Testo di riferimento>
--------------------------------
Testi di: Sivia Seracini, Luca Soverini,

Fotografia: Massimo Tamberi –

Ed. Bertoni



Il libro costruisce un percorso in cui parole e immagini cooperano, si confrontano, si specchiano e si rafforzano vicendevolmente; così, dall’apporto complementare dei due linguaggi, emerge una storia “in un continuo mescolarsi di presente e passato, di attualità e memoria”, un racconto attraverso le fragili tracce rappresentate da oggetti e strutture che faticosamente sopravvivono al tempo, segni di un ciclo di passaggi che ci ricorda come le nuove vite nascano dalle vecchie.

Nella parte fotografica, sono ritratti oggetti ed ambienti trovati in case di campagna abbandonate. L’intento non è stato di mostrare il decadimento, la rovina, aspetti pur presenti proprio per il tema generale, ma comunque secondari; piuttosto si tratta, di un lavoro sulla memoria e sul tempo: come scritto nella postfazione, “le foto del libro costituiscono la memoria di ciò che fu, ma anche di ciò che siamo, eredi di persone e tempi”.
--------------------------------
Estratto dei dati>
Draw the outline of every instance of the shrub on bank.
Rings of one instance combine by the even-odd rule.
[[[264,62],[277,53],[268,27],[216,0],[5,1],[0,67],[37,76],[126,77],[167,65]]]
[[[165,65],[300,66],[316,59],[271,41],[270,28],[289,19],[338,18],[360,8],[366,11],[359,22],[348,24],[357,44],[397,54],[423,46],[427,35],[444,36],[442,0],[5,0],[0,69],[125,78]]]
--------------------------------
Elenco dei compiti>
**1.** Secondo la presentazione del libro, in quali luoghi sono stati trovati gli oggetti e gli ambienti ritratti nella parte fotografica?
**2.** Scriva il seguito della presentazione del libro.

Risposte>
**1.** In case di campagna abbandonate.

**2.**
Si tratta di foto scattate tutte con luce naturale, sia pur con qualche accorgimento studiato sul posto, tempi di posa lunghi, a causa della poca luce, e conseguente treppiede. Sono “ordinate” come se il lettore visitasse, in successione, i vari ambienti della casa.
Molte delle case visitate sono ora crollate e degli oggetti fotografati rimangono solo le immagini del libro.

Ogni foto è affiancata e accompagnata da testi volutamente brevi, quasi didascalici, pensati come “istantanee scritte”, parallele e in contrappunto a quelle fotografiche. Ogni piccolo testo è autonomo ed ha un riferimento diretto o indiretto alla foto che accompagna: l’oggetto della foto, un colore, una suggestione emotiva. Sebbene autonomi, i testi, presi insieme, compongono una storia organica. Quest’ultima ha due voci che si alternano, Sara e la casa stessa; la storia è raccontata per spunti, con ordine anche diacronico, ed è quella di quattro generazioni di una famiglia, tutte legate alla casa, ultima e inconsapevole Sara medesima, tra nascite e lutti, amori e tradimenti.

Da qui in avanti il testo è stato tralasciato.